▸ **Text**
----

Expanding a Proven Reserve
Located near the town of Paracatu, 200 kilometres southeast of Brasilia, the Paracatu mine is a large-tonnage open pit operation which began production in 1998.
 
Kinross began an aggressive drilling campaign in 2005 which resulted in an 80% increase in reserves at year-end 2005, compared with year-end 2004. The Company then began looking at options for optimizing and expanding the operations to improve net asset value.
 
The optimization study was completed in 2006, and in August Kinross’ Board of Directors approved a $470 million expansion project to increase mill throughput to 55 million tonnes per year in the first five years from 17 million tonnes last year, which is scheduled for completion in 2008. During a five-year period beginning in 2009, the project is expected to result in average annual production of 557,000 ounces of gold at an average cost of sales of approximately $230 per ounce.
 
 



Buckhorn
 
New Life at Kettle River
Kinross acquired the Buckhorn property in Washington State through the acquisition of Crown Resources in August 2006.
 
The Buckhorn property is located in north-central Washington State, approximately 76 kilometres by road from Kinross’ Kettle River mill. Construction began on the Buckhorn property in September 2006, and is on schedule for completion and initial production in late 2007. The Buckhorn project is expected to contribute approximately 160,000 ounces of annual average gold production for the first five years beginning in 2008.
 




Kupol
 
A High-Grade, Low-Cost Gold and Silver Project
Kinross acquired a 75% interest in the Kupol project in Far Eastern Russia on February 27, 2007, through the acquisition of Bema.
 
The Kupol project is located in the Chukotka region of Far Eastern Russia, approximately 220 kilometres southeast of the town of Bilibino, the nearest major city. The remaining 25% interest is held by the Chukotka Government.
 
The Kupol project consists of a high-grade gold and silver vein which remains open along strike. Development of the high-grade Kupol orebody includes the construction of a 3,000 tonne per day mill and will employ both open pit and underground mining methods. Construction began in 2005 and production is expected to begin in late 2008. The mine is expected to output an average of 418,000 gold equivalent ounces per year for the first six and a half years of production at a cost of sales of approximately $130 per ounce. Kupol will become one of the lowest cost gold and silver mines in the world.
 



Other Development and
Exploration Projects
 
In 2006, Kinross increased its gold reserves by 3.2 million ounces (net of 2006 production) to 27.9 million ounces versus 24.7 million ounces at year-end 2005. This increase is attributed to increased reserves at seven of our mines. Kinross’ discovery cost over the last three years has averaged under $5.00 per reserve ounce. Overall, gold resources increased by 1.9 million ounces (or 31%) to 8.0 million ounces, primarily from the Fort Knox mine and our interest in the Porcupine Joint Venture.

----

▸ **Brief a**
From the mining text, quote the passage that begins at the words "The Buckhorn property is" and ends after the words "acquisition of Bema.".
The mining text and the records below it are unrelated material.

▸ **Working data**
----

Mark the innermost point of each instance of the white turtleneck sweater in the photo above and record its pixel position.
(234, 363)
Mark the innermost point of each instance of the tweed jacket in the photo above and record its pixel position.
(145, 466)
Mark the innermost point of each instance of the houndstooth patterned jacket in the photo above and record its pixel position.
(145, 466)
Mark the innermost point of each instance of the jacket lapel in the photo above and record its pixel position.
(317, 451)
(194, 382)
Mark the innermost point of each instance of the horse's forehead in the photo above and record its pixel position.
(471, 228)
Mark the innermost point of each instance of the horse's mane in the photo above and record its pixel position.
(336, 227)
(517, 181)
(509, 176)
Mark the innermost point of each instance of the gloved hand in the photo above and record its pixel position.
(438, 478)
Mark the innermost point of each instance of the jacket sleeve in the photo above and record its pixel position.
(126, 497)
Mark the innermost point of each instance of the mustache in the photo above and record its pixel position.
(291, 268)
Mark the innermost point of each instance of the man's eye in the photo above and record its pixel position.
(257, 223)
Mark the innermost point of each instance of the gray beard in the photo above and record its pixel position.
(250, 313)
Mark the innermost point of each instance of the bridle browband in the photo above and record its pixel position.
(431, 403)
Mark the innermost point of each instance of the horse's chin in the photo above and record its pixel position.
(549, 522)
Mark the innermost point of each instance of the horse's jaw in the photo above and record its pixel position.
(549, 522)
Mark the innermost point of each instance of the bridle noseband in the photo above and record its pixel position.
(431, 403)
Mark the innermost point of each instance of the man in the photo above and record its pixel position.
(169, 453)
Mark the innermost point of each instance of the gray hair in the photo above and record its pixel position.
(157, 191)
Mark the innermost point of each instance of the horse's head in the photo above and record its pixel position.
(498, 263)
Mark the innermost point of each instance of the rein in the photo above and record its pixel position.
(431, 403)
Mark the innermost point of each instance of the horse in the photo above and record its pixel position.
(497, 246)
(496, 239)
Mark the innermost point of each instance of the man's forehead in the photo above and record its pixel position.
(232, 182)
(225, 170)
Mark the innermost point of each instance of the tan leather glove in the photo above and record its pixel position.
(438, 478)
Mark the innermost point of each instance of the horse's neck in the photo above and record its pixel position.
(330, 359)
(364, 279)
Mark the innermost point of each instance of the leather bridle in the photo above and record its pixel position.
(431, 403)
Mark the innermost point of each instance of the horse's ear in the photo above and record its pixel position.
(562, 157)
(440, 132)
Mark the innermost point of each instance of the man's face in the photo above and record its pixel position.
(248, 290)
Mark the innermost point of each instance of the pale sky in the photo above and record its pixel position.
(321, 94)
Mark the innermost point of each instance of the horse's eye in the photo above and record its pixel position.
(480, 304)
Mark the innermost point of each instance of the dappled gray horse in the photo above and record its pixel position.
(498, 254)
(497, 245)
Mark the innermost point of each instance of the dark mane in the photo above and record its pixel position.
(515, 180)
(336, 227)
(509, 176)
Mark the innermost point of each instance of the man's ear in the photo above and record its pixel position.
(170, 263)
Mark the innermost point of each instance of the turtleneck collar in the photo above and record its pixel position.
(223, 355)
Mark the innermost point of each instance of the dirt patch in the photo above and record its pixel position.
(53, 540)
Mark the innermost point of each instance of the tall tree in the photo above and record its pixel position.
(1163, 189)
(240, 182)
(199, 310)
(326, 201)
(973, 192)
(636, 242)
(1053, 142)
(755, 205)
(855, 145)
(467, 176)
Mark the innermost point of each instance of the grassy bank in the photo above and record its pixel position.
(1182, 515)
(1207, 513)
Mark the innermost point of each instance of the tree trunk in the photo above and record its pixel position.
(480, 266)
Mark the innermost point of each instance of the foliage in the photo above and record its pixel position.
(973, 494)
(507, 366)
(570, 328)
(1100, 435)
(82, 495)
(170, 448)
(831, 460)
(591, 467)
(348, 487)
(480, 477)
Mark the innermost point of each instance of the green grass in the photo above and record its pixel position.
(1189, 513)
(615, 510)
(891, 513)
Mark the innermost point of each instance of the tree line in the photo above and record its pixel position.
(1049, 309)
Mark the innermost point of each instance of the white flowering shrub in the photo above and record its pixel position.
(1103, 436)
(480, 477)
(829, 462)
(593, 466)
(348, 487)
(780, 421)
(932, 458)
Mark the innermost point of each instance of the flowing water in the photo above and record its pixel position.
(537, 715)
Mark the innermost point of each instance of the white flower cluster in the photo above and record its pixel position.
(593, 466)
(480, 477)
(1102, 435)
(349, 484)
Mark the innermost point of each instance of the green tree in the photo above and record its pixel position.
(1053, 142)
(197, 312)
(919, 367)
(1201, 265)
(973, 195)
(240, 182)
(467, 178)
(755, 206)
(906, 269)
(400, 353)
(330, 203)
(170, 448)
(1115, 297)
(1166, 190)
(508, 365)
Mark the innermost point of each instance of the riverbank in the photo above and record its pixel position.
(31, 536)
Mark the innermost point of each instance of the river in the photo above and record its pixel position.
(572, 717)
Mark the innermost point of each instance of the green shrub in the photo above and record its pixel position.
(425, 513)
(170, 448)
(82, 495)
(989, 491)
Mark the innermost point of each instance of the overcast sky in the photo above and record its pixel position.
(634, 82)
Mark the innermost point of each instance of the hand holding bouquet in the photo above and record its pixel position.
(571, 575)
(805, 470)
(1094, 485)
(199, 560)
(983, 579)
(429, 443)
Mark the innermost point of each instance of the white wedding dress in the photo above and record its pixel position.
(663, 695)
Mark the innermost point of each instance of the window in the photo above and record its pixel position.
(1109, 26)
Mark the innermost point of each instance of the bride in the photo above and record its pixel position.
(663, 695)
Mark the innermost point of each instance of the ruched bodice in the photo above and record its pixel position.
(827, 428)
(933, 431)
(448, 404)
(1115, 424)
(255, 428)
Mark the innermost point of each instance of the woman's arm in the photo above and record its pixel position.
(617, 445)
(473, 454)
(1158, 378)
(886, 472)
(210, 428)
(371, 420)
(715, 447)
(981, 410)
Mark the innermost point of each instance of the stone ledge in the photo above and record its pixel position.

----

▸ **Brief b**
In the records, rewrite only the lines from the one containing "Mark the innermost point of each instance of the green grass" through the one containing "(1049, 309)", both included and requests kept as they are. Multiply each coordinate in the answers by 1.05 and round to the nearest whole number, with halves rounded up.

▸ **Answer a**
The Buckhorn property is located in north-central Washington State, approximately 76 kilometres by road from Kinross’ Kettle River mill. Construction began on the Buckhorn property in September 2006, and is on schedule for completion and initial production in late 2007. The Buckhorn project is expected to contribute approximately 160,000 ounces of annual average gold production for the first five years beginning in 2008.
 




Kupol
 
A High-Grade, Low-Cost Gold and Silver Project
Kinross acquired a 75% interest in the Kupol project in Far Eastern Russia on February 27, 2007, through the acquisition of Bema.

▸ **Answer b**
Mark the innermost point of each instance of the green grass in the photo above and record its pixel position.
(1248, 539)
(646, 536)
(936, 539)
Mark the innermost point of each instance of the tree line in the photo above and record its pixel position.
(1101, 324)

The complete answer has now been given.